__WHAT THIS TASK INVOLVES__:
Answer these questions using the text about Sandhurst, Kent:
(a) Which road is Sandhurst situated on?
(b) In what year was Sandhurst Primary School founded?
(c) How far from the main village, and in which direction, is St. Nicholas' Church?

Village in Kent, England

Sandhurst is a village in the borough of Tunbridge Wells in Kent, England, close to the border with East Sussex. It is situated on the A268 road near the villages of Hawkhurst and Northiam.

The Black Death in 1348-49 is believed to be the cause of why the church in Sandhurst is so far from the main village, although it could also be explained by an increase in trade heading from Hawkhurst to Rye, where the majority of the village now rests.

==Facilities==
- Sandhurst Primary School is in the centre of the village and was founded in 1909.
- 'Johnson's of Sandhurst', formerly 'Mace' after a supplier change, is the main shop, selling a variety of food and other items as well as housing the post office. There are also a beauty salon, a tea room, a garage and a hardware store.
- St. Nicholas' Church is located in Sandhurst Cross, about a mile south from the main village. There is also a Baptist church, located on the A268, Rye Road.
- Sandhurst windmill (Ringle Crouch Green) has been rebuilt from the base, which was all that remained. It now serves as a house, but supplies electricity.
- There is a social club on the back road in the village, open to members and guests, providing live entertainment as well as facilities for darts, pool, and television.
- The New Swan is the only public house in the village, offering food and drinks as well as regular live entertainment and karaoke nights.
- There are two tea rooms in the village.

__INFORMATION PROVIDED__:
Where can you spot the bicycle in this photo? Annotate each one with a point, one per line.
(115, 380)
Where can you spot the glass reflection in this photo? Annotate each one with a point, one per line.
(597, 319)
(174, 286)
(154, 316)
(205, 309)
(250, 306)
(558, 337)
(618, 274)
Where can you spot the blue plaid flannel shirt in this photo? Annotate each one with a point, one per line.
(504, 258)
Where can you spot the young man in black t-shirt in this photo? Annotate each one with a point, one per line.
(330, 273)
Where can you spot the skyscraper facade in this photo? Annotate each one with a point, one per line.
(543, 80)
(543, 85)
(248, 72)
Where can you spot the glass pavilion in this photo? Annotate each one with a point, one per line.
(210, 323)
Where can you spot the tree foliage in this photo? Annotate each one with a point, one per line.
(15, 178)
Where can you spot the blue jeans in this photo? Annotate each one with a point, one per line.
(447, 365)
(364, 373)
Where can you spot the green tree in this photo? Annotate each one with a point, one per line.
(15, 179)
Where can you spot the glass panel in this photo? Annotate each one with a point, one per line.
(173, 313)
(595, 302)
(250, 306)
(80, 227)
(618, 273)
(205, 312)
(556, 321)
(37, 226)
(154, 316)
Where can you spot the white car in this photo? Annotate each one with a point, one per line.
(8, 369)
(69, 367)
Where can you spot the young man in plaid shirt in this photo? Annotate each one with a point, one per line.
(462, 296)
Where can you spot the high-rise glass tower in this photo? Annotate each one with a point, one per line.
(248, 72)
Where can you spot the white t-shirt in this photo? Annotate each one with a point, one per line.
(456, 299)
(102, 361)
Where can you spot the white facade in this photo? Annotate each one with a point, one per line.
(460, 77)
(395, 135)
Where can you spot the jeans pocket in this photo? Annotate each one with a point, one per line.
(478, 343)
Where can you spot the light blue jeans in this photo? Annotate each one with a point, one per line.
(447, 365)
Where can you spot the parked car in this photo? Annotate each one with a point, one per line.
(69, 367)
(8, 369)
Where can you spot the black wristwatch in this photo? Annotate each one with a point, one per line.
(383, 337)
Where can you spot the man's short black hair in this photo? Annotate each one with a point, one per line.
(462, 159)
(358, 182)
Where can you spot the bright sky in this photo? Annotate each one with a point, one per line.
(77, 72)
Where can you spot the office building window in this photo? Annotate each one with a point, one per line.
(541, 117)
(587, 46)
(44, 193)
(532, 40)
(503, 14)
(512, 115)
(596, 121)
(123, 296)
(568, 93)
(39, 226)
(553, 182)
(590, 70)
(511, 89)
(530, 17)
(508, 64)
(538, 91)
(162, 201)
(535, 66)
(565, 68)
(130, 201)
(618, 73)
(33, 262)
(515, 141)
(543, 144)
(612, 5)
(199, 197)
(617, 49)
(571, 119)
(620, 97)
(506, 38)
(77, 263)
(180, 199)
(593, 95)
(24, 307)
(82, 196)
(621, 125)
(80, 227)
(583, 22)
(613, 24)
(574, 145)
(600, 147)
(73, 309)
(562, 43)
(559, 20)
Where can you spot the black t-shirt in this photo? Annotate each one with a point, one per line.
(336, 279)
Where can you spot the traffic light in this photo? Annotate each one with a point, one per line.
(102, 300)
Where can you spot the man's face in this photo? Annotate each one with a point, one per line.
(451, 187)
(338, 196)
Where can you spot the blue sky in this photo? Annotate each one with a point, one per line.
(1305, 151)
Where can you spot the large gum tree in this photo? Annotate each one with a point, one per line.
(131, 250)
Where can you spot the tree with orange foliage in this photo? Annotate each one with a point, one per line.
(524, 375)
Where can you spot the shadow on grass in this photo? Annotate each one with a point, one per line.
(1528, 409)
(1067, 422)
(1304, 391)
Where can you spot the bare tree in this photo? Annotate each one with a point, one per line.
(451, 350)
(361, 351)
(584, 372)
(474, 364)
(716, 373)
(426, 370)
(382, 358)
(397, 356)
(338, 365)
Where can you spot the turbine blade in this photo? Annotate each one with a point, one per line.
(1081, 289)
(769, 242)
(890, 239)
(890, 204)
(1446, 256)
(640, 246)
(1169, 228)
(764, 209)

__RESULT FOR THIS EXERCISE__:
(a) The A268.
(b) 1909.
(c) About a mile south.